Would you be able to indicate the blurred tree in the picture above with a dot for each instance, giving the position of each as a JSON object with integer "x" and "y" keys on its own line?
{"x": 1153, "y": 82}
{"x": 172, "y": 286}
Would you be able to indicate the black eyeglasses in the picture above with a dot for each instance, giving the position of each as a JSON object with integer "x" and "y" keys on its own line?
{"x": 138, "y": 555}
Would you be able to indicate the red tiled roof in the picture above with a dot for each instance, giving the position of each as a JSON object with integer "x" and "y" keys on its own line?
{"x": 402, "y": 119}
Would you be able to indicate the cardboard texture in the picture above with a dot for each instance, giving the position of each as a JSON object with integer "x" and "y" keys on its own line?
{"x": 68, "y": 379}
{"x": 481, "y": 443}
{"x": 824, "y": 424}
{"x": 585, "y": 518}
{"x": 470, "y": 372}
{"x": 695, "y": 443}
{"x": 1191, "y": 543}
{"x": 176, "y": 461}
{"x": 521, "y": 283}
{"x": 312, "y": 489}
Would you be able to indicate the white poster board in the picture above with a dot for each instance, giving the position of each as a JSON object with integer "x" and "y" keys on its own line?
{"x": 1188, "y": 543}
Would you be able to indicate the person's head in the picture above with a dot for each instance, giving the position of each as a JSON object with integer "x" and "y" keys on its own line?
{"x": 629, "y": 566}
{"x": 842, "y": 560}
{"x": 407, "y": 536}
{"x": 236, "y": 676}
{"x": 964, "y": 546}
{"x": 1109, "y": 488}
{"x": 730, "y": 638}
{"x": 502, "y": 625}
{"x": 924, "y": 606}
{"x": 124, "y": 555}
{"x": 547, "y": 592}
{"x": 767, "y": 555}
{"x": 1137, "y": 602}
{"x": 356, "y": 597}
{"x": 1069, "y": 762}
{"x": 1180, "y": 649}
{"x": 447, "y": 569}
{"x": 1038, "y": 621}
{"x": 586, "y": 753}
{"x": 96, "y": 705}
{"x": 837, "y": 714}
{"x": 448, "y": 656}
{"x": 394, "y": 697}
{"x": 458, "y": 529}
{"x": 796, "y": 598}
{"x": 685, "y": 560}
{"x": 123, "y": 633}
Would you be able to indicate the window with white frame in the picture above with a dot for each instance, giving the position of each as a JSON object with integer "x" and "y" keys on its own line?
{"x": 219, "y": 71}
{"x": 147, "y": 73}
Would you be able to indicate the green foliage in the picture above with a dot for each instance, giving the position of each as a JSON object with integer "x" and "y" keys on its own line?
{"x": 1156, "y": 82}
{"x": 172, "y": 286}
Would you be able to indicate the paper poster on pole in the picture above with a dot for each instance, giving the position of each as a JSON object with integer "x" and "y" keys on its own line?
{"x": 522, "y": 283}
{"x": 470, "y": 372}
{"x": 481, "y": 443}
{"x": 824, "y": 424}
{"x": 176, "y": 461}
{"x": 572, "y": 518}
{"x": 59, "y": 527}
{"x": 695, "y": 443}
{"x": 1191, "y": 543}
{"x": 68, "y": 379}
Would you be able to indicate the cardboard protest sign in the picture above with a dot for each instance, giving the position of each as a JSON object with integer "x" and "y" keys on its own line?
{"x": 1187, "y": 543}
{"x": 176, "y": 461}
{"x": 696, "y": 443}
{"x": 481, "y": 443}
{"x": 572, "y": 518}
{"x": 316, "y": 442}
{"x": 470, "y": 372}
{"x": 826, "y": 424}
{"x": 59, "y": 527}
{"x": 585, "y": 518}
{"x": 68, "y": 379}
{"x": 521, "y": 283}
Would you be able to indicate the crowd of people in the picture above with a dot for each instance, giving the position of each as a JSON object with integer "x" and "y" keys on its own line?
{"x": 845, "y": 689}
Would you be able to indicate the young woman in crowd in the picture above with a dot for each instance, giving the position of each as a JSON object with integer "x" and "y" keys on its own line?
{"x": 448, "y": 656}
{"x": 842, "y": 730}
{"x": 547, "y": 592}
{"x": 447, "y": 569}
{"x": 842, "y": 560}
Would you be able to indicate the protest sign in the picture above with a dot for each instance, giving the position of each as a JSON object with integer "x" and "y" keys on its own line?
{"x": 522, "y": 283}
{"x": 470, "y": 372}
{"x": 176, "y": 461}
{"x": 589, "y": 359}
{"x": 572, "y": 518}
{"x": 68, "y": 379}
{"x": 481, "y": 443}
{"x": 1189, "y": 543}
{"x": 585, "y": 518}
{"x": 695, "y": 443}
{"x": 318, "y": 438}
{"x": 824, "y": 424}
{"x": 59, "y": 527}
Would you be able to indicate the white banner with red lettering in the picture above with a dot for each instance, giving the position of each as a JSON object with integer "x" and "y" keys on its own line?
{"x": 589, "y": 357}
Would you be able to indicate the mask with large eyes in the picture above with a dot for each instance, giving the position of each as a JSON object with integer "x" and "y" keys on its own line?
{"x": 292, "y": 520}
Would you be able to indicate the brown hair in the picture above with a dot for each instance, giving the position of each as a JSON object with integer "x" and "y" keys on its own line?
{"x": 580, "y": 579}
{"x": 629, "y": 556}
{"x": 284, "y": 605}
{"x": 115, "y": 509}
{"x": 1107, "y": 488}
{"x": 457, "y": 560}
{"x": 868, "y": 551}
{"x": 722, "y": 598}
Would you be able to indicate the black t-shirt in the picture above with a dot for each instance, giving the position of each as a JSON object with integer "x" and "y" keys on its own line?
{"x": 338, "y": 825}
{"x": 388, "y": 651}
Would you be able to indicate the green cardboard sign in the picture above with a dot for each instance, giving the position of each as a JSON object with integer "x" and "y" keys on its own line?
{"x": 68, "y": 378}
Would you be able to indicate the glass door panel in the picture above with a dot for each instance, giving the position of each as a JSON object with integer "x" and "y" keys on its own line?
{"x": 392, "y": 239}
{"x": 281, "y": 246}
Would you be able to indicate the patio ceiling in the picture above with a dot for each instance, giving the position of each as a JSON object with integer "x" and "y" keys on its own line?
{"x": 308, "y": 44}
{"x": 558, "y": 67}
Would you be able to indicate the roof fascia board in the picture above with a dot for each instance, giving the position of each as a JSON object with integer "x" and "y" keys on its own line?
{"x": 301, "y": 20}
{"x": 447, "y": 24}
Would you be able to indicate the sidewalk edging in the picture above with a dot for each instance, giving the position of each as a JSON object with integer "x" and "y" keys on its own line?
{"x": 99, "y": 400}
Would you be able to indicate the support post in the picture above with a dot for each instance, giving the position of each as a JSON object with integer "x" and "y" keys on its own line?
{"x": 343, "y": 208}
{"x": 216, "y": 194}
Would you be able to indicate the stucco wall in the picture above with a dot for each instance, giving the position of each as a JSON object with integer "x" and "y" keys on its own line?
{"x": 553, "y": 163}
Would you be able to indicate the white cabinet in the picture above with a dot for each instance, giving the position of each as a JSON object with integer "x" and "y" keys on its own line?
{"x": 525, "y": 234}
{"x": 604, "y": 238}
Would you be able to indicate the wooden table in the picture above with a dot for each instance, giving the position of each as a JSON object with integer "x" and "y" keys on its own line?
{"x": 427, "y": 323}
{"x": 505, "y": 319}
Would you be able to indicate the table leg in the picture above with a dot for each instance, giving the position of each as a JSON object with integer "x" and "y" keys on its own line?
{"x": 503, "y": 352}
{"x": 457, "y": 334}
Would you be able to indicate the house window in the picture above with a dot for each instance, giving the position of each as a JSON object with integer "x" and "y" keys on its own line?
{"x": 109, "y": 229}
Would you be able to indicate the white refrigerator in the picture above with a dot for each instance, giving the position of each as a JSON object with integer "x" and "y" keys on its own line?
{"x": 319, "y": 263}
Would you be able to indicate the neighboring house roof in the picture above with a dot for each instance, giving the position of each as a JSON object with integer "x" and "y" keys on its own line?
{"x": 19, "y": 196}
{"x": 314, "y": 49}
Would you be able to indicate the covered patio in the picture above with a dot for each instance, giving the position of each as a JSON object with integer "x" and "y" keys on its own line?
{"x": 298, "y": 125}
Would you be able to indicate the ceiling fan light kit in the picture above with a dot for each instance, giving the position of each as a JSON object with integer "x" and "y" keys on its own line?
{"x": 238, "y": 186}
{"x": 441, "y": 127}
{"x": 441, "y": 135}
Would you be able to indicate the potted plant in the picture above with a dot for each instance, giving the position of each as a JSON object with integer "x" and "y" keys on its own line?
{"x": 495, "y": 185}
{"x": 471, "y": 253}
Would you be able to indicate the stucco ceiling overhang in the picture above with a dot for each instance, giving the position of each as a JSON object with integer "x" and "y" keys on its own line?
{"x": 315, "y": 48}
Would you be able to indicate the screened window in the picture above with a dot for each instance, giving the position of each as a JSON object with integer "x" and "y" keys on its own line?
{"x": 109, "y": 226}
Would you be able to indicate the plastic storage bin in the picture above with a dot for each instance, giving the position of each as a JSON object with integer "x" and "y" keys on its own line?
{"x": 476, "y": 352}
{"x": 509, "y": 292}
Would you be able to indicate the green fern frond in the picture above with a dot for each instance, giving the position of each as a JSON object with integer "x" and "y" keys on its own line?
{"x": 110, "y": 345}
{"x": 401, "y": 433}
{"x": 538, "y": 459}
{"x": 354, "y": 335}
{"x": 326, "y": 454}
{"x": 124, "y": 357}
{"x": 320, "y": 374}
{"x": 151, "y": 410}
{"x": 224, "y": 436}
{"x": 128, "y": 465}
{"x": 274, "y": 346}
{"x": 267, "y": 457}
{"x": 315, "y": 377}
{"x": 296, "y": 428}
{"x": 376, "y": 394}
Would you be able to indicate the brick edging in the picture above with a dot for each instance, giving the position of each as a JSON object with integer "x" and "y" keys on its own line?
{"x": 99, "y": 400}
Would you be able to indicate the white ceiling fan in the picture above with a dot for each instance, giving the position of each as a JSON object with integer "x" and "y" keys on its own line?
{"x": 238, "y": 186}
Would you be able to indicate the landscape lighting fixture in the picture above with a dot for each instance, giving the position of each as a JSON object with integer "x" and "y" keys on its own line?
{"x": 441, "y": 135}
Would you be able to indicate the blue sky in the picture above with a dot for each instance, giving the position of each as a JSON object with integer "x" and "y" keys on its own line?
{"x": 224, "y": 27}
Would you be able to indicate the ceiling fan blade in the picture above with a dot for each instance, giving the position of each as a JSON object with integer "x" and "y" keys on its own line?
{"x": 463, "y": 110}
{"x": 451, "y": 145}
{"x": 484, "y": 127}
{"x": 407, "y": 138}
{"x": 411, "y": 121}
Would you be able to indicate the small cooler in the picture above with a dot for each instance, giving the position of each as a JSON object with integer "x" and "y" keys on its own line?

· · · · ·

_Aim of the exercise_
Restate the final lines of the listing above word for word, beginning at the line that contains "Would you be able to indicate the brick".

_Written answer_
Would you be able to indicate the brick edging in the picture above with a dot for each instance, giving the position of each as a JSON object with integer "x" and "y" keys on its own line?
{"x": 99, "y": 400}
Would you be able to indicate the white ceiling fan in the picture above with a dot for each instance, giving the position of each as a JSON object with integer "x" and "y" keys on its own line?
{"x": 238, "y": 186}
Would you be able to indicate the landscape lighting fixture in the picture above with a dot for each instance, giving the position of each as a JSON object with integer "x" and "y" keys on its own line?
{"x": 441, "y": 135}
Would you be able to indicate the blue sky in the picture above with a dot for each instance, giving the position of each as a JSON object with integer "x" and "y" keys on its own line?
{"x": 224, "y": 27}
Would you be able to indicate the ceiling fan blade in the picture above with a dot for each instance, giving the position of each as a JSON object with integer "x" and "y" keys on its own line?
{"x": 463, "y": 110}
{"x": 451, "y": 145}
{"x": 484, "y": 127}
{"x": 407, "y": 138}
{"x": 411, "y": 121}
Would you be able to indicate the small cooler in the picture above with a dot for each instance, giving the position of each as a JSON object with integer "x" and "y" keys on its own line?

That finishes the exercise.